_Exercise_.
The listing beneath should be written out in full, exactly as shown.

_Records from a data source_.
-*-
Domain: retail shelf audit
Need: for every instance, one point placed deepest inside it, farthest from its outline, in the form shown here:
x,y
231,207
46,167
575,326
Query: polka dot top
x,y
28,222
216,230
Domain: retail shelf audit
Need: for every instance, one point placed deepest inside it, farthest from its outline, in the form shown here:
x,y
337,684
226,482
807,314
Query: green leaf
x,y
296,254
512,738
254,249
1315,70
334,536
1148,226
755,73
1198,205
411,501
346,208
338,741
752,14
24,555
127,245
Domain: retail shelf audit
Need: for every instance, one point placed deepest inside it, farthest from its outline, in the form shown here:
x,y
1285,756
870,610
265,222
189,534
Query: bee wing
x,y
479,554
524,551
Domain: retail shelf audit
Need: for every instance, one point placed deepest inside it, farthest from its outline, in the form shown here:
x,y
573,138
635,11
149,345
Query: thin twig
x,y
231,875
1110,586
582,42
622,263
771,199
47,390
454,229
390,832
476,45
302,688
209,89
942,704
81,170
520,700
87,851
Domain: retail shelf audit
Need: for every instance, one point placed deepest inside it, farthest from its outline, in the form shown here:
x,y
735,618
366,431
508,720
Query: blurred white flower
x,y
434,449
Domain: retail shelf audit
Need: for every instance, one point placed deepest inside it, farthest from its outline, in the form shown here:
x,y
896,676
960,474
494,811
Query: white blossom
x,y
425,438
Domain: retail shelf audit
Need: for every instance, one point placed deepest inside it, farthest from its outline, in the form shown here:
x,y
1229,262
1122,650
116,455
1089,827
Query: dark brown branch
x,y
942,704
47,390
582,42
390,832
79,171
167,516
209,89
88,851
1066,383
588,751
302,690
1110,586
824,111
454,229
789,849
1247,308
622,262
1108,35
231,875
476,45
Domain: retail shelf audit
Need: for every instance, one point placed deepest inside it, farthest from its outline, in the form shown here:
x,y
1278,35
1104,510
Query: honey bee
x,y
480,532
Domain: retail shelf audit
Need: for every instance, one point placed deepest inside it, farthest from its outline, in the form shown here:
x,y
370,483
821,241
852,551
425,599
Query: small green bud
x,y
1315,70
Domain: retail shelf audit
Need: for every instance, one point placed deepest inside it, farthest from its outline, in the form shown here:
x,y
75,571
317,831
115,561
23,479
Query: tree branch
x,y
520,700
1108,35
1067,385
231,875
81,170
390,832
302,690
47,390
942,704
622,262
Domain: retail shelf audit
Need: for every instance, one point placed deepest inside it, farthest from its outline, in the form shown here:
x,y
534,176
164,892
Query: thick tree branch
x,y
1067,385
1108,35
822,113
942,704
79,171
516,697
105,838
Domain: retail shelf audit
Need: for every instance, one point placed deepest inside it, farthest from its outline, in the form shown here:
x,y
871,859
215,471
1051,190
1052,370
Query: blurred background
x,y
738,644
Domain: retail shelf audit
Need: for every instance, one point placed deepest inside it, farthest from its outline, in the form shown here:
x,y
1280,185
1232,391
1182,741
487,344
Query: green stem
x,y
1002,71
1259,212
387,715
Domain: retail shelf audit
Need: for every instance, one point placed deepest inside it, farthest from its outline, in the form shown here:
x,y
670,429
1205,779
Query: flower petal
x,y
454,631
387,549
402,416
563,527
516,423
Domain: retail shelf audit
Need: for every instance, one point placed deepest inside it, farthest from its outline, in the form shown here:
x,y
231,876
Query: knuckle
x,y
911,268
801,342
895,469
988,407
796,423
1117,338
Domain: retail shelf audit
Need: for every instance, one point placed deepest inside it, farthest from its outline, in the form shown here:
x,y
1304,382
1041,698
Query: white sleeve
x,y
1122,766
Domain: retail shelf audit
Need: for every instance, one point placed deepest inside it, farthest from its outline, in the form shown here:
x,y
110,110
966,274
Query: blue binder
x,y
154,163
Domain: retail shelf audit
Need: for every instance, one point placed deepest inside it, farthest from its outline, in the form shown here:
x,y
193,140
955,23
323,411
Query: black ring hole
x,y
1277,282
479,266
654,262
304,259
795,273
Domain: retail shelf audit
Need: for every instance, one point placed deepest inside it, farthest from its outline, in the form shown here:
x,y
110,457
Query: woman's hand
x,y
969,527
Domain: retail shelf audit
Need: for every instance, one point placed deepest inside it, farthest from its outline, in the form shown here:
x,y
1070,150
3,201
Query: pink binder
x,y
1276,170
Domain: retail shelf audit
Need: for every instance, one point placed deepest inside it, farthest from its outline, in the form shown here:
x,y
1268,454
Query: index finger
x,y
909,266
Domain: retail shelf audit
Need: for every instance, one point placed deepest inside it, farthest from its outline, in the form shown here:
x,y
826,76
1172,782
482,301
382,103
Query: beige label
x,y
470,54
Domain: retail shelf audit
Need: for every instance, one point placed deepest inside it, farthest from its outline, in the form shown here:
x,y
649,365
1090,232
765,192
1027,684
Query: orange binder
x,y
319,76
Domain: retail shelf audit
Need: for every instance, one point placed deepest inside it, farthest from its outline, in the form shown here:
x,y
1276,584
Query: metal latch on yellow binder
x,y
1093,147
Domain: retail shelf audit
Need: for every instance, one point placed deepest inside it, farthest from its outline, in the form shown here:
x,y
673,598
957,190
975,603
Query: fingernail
-*-
_Reply_.
Domain: retail shelf audit
Need: for every instance, one point placed deepest inside it, farthest from its outline, in the form shown here:
x,y
231,207
46,167
575,326
Query: polka dot top
x,y
28,222
216,230
Domain: retail shelf audit
Need: for every instance, one point placed deepest inside it, farthest from its outline, in the form shown here:
x,y
337,684
226,482
807,314
Query: green leaf
x,y
296,254
512,738
254,249
1315,70
334,536
1148,226
755,73
1198,205
411,501
346,208
338,741
752,14
24,555
127,245
Domain: retail shelf audit
Need: for every instance, one point placed deepest inside it, farthest from its outline, in the form shown here:
x,y
1285,756
870,610
265,222
189,534
Query: bee wing
x,y
479,554
524,551
Domain: retail shelf audit
Need: for every instance, one point placed deepest inside it, farthest from its outline, in the form shown here:
x,y
573,138
635,11
149,345
Query: thin twig
x,y
231,875
1110,586
582,42
622,263
771,199
47,390
454,229
390,832
476,45
302,688
209,89
942,704
81,170
520,700
87,851
Domain: retail shelf audit
Need: for every instance, one point placed deepest inside it, farthest from its outline, in the form shown here:
x,y
735,618
366,431
508,720
Query: blurred white flower
x,y
434,449
Domain: retail shelf audit
Need: for every instance, one point placed deepest inside it, farthest from its outline, in the form shown here:
x,y
896,676
960,474
494,811
Query: white blossom
x,y
425,438
Domain: retail shelf audit
Need: for every instance, one point placed deepest inside it, farthest from its outline, in the form shown here:
x,y
1229,262
1122,650
116,455
1089,827
Query: dark brown branch
x,y
942,704
47,390
582,42
390,832
79,171
167,516
209,89
88,851
1066,383
588,751
302,690
1110,586
824,111
454,229
789,849
1247,308
622,262
1108,35
231,875
476,45
Domain: retail shelf audit
Need: for every instance, one point placed deepest inside it, farthest from its outline, in the form shown here:
x,y
1278,35
1104,510
Query: honey bee
x,y
480,532
Domain: retail shelf audit
Need: for every instance, one point placed deepest inside it, farthest from its outline, in the form shown here:
x,y
370,483
821,241
852,551
425,599
Query: small green bud
x,y
1315,70
Domain: retail shelf audit
Need: for every instance, one point placed deepest inside it, farthest from its outline, in the form shown here:
x,y
75,571
317,831
115,561
23,479
Query: tree branch
x,y
520,700
1108,35
1067,385
231,875
81,170
390,832
302,690
47,390
942,704
622,262
Domain: retail shelf audit
Need: for every instance, one point placed deepest inside it, farthest from its outline, in the form shown here:
x,y
534,176
164,892
Query: thick tree branch
x,y
1067,385
1108,35
822,113
942,704
79,171
516,697
105,838
Domain: retail shelf audit
Need: for every instance, one point placed deepest inside it, farthest from its outline, in the form shown here:
x,y
871,859
215,471
1051,190
1052,370
Query: blurred background
x,y
738,644
Domain: retail shelf audit
Need: for every instance, one point placed deepest inside it, farthest from its outline, in the form shown here:
x,y
1280,185
1232,391
1182,741
487,344
Query: green stem
x,y
1002,71
1259,212
387,715
Domain: retail shelf audit
Need: for every instance, one point placed deepest inside it, farthest from its outline, in the form shown here:
x,y
670,429
1205,779
Query: flower petal
x,y
454,631
387,549
402,416
563,527
516,423
Domain: retail shelf audit
Need: for every instance, one point placed deepest inside it, farthest from its outline, in the form shown here:
x,y
231,876
Query: knuckle
x,y
911,268
801,342
895,469
988,407
796,423
1117,338
Domain: retail shelf audit
Need: for every instance, one point placed deepest inside it, farthest from its outline, in the form shown here:
x,y
1304,382
1041,698
Query: white sleeve
x,y
1122,766
Domain: retail shelf audit
Need: for every instance, one point placed deepest inside it, farthest from its outline, in the form shown here:
x,y
110,110
966,274
Query: blue binder
x,y
154,163
Domain: retail shelf audit
Need: for every instance, one point placed deepest inside it, farthest from its outline, in the form shown here:
x,y
193,140
955,23
323,411
Query: black ring hole
x,y
1277,282
479,266
654,262
304,259
795,273
Domain: retail shelf audit
Need: for every instance, one point placed deepest inside it, farthest from its outline, in the form shown here:
x,y
110,457
Query: woman's hand
x,y
969,527
Domain: retail shelf audit
Need: for every instance, one point placed deepest inside it, farthest from its outline, in the form shown here:
x,y
1070,150
3,201
Query: pink binder
x,y
1276,170
Domain: retail shelf audit
Need: for every instance, one point placed deepest inside it, farthest from its outline, in the form shown here:
x,y
1268,454
Query: index finger
x,y
909,266
Domain: retail shelf audit
Need: for every instance, one point placed deepest inside it, farthest from its outline, in the form shown here:
x,y
826,76
1172,782
482,301
382,103
Query: beige label
x,y
470,54
Domain: retail shelf audit
Need: for every instance, one point placed deepest inside it, farthest from its outline, in the form shown here:
x,y
649,365
1090,232
765,192
1027,684
Query: orange binder
x,y
319,76
Domain: retail shelf audit
Need: for every instance, one point placed deepest inside it, farthest from its outline, in the form shown here:
x,y
1276,584
Query: metal latch on yellow binder
x,y
1093,147
Domain: retail shelf audit
Need: for every instance, one point placed deepest inside it, farthest from its outline, in the form shown here:
x,y
673,598
957,190
975,603
Query: fingernail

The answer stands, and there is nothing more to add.